:: Study text

Question
NAD+has an important role as an electron carrier in glycolysis.
(a) Identify the process of aerobic cellular respiration during which a cell replenishes its supply of NAD+.
(b) Identify the process of anaerobic respiration during which a cell replenishes its supply of NAD+.
(c) If a cell’s supply of NAD+ran out, predict the effect that would have on glycolysis within that cell.
(d) Justify your prediction from part (c).
▶️Answer/Explanation
Ans:
(a) In aerobic cellular respiration, a cell’s supply of NAD+ is replenished during oxidative phosphorylation (when NADH
delivers its electrons to the electron transport chain).
(b) In anaerobic respiration, a cell’s supply of NAD+ is replenished
during fermentation (when NADH donates its electrons to a
pyruvate molecule).
(c) If a cell’s supply of NAD+ ran out, the cell would not be able to undergo glycolysis.
(d) Glycolysis requires the input of NAD+; if there were no NAD+
available, glycolysis would halt. Living organisms require the input
of energy, so the cell would eventually die.
Question
In eukaryotes, ATP synthase is found in the inner membrane of the mitochondria. In prokaryotes, which do not have mitochondria, it is
found on infoldings of the cell membrane.
(a) Make a claim as to why ATP synthase is found on the cell membrane in prokaryotes.
(b) Justify your claim from part (a) using your knowledge of how ATP synthase works.
(c) Explain why ATP synthase would not be effective if it was found in the cytosol of a cell.
(d) Describe how the structure of the mitochondria allows for the formation of a proton gradient.

::::

Tasks to carry out -
a) In the respiration text, copy out the passage from "(d) Glycolysis requires" to "cytosol of a cell.".
b) In the respiration text, which verb opens each lettered part of the second question?
c) Write what comes next in the respiration text, starting after its final line.

:: Information supplied

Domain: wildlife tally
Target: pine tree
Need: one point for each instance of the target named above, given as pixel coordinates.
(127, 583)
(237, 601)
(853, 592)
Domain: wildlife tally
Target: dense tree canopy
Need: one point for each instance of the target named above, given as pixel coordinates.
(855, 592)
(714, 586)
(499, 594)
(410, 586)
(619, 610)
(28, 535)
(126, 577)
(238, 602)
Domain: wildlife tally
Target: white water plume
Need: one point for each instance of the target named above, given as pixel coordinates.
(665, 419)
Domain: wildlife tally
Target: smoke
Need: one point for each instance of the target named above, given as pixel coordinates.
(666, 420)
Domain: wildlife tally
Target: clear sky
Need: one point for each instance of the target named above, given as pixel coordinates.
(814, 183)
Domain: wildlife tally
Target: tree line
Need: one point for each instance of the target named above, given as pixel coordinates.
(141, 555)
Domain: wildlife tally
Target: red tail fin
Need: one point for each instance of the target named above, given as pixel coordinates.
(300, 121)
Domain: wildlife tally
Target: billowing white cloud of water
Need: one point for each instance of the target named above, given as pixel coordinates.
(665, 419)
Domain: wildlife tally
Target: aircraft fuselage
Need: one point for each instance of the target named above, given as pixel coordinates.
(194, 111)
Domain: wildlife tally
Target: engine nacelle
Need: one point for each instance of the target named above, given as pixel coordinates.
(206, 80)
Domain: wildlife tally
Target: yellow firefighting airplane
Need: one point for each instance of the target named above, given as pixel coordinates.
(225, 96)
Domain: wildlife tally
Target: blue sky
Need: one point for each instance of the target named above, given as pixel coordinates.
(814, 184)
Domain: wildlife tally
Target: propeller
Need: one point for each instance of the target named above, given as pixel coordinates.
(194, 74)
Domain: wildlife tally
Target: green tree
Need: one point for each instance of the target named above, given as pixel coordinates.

::::
:: Information supplied

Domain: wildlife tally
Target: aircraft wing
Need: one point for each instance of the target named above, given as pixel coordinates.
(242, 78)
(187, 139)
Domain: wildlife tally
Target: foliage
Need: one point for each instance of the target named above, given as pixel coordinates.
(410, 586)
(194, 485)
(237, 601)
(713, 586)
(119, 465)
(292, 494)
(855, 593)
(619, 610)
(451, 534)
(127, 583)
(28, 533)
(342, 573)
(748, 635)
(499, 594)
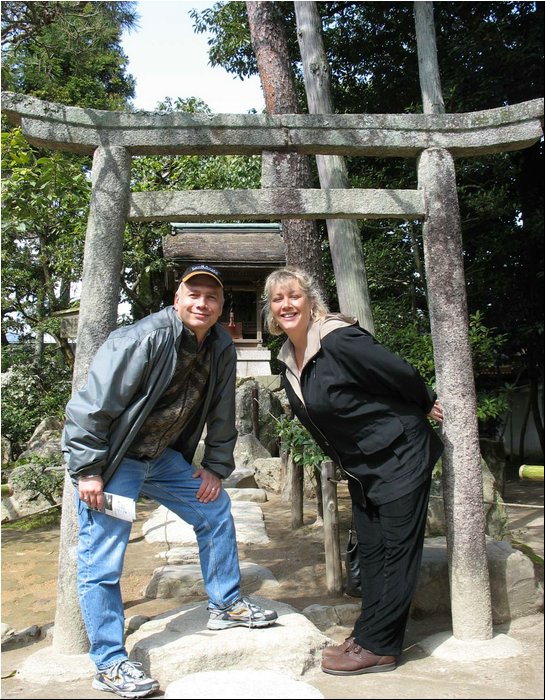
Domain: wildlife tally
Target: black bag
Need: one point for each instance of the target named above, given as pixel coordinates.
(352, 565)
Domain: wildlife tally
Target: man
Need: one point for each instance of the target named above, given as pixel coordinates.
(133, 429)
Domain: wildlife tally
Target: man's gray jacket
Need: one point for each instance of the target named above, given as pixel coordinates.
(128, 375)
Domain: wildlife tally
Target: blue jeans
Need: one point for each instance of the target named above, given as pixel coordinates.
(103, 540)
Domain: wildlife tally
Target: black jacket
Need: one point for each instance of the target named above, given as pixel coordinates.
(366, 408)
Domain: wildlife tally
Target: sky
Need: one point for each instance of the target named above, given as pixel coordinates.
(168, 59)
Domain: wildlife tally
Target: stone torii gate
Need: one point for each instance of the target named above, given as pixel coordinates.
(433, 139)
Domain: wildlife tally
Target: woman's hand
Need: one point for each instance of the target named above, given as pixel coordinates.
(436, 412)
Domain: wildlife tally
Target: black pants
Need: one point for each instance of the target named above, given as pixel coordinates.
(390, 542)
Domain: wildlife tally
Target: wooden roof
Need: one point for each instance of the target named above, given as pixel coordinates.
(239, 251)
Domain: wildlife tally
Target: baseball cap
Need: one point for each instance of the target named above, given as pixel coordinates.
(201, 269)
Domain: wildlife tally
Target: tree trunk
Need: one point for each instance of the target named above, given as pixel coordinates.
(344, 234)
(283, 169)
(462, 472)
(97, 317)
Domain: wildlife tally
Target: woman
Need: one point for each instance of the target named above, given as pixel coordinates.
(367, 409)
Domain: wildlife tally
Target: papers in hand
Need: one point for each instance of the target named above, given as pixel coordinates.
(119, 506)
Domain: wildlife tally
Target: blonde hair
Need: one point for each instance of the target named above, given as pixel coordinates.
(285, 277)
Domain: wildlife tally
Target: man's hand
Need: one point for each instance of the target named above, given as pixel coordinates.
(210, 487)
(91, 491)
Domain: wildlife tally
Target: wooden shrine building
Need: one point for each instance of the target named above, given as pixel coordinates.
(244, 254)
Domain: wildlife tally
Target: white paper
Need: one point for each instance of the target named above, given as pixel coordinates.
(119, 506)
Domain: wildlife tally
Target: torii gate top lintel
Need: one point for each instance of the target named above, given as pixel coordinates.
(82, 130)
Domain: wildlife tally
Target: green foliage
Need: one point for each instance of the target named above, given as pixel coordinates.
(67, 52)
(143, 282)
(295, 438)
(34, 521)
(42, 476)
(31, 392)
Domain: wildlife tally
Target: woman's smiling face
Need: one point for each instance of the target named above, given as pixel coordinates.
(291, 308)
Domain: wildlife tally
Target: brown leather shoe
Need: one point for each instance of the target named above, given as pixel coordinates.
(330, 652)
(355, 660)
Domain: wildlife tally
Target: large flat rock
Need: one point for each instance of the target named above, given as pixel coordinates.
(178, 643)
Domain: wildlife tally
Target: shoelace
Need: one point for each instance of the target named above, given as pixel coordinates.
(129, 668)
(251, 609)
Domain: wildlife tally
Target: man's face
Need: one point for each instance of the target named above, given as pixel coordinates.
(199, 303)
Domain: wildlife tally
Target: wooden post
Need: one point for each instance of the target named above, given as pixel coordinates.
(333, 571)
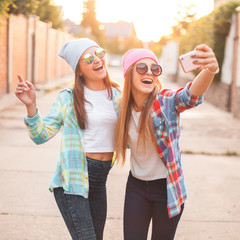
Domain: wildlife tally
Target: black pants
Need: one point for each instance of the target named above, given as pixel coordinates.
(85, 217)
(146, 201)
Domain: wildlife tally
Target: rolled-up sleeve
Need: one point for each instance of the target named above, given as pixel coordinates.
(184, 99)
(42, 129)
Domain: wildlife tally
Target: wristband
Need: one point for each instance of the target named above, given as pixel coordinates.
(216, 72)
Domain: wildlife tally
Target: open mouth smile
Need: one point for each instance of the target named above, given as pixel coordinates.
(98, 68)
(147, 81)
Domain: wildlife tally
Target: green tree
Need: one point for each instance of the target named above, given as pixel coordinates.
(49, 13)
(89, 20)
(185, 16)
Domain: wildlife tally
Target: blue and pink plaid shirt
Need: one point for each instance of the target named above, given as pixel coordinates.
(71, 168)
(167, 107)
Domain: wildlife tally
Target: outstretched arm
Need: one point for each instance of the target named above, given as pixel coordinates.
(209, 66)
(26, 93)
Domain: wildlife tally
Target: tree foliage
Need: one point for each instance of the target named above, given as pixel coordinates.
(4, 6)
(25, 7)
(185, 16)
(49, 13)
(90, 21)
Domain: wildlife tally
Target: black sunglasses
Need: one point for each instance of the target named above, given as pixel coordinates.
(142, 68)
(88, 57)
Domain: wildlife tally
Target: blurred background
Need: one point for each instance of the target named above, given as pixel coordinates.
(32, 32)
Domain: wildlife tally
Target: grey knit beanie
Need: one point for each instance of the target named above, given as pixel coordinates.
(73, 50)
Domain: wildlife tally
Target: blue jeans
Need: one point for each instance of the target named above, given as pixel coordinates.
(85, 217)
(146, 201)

::::

Answers to the exercise -
a)
(d) Glycolysis requires the input of NAD+; if there were no NAD+
available, glycolysis would halt. Living organisms require the input
of energy, so the cell would eventually die.
Question
In eukaryotes, ATP synthase is found in the inner membrane of the mitochondria. In prokaryotes, which do not have mitochondria, it is
found on infoldings of the cell membrane.
(a) Make a claim as to why ATP synthase is found on the cell membrane in prokaryotes.
(b) Justify your claim from part (a) using your knowledge of how ATP synthase works.
(c) Explain why ATP synthase would not be effective if it was found in the cytosol of a cell.

b) Make, Justify, Explain, Describe

c)
▶️Answer/Explanation
Ans:
(a) The enzyme ATP synthase is found on the infoldings of the cell
membrane in prokaryotes because the enzyme needs a proton
gradient to function.
(b) ATP synthase uses a proton gradient to drive the synthesis of ATP
through chemiosmosis. To create a proton gradient, there must be a
way to separate the protons. In eukaryotes, this separation occurs
on either side of the inner mitochondrial membrane. Since
prokaryotes do not have mitochondria, they separate protons across
the only membrane they have, the cell membrane. So that is where
ATP synthase is located in prokaryotes.
(c) If ATP synthase was found in the cytosol of the cell, there would be
no way to separate the protons and create a proton gradient in the
cytosol. So ATP synthase could not function.
(d) The mitochondria contain outer membranes and inner membranes.
The electron transport chain is located on the inner membrane, and
it pumps protons into the intermembrane space between the two
membranes. ATP synthase, which is also located on the inner
membrane, can then use this proton gradient to power the
production of ATP.
Question
Saccharomyces cerevisiae (also known as baker’s yeast) is a eukaryotic organism. A solution containing 5% yeast and 10% glucose is placed in a transfer pipette. A weight is placed on the transfer pipette, and the apparatus is placed in water in a large test tube, as shown in the following figure.
This process is repeated two more times, and each test tube is placed in a beaker of water at different temperatures (5° Celsius, 20° Celsius,
and 35° Celsius). To measure the amount of cellular respiration, the cumulative number of bubbles of carbon dioxide released over a 10-
minute period is recorded. The data are shown in the following table.
(a) Identify the independent variable and the dependent variable in this experiment.
(b) On the axes provided, construct an appropriately labeled graph of the experimental data.
(c) Calculate the average rate of carbon dioxide production per minute at each temperature.
(d) A fourth experimental apparatus is placed in a beaker of water at a temperature of 10° Celsius. Add a line to your graph from part (b) that predicts the rate of cellular respiration at 10° Celsius. Justify your prediction.
▶️Answer/Explanation
Ans:
(a) The independent variable is temperature. The dependent variable is
the cumulative number of bubbles of carbon dioxide produced.
(b)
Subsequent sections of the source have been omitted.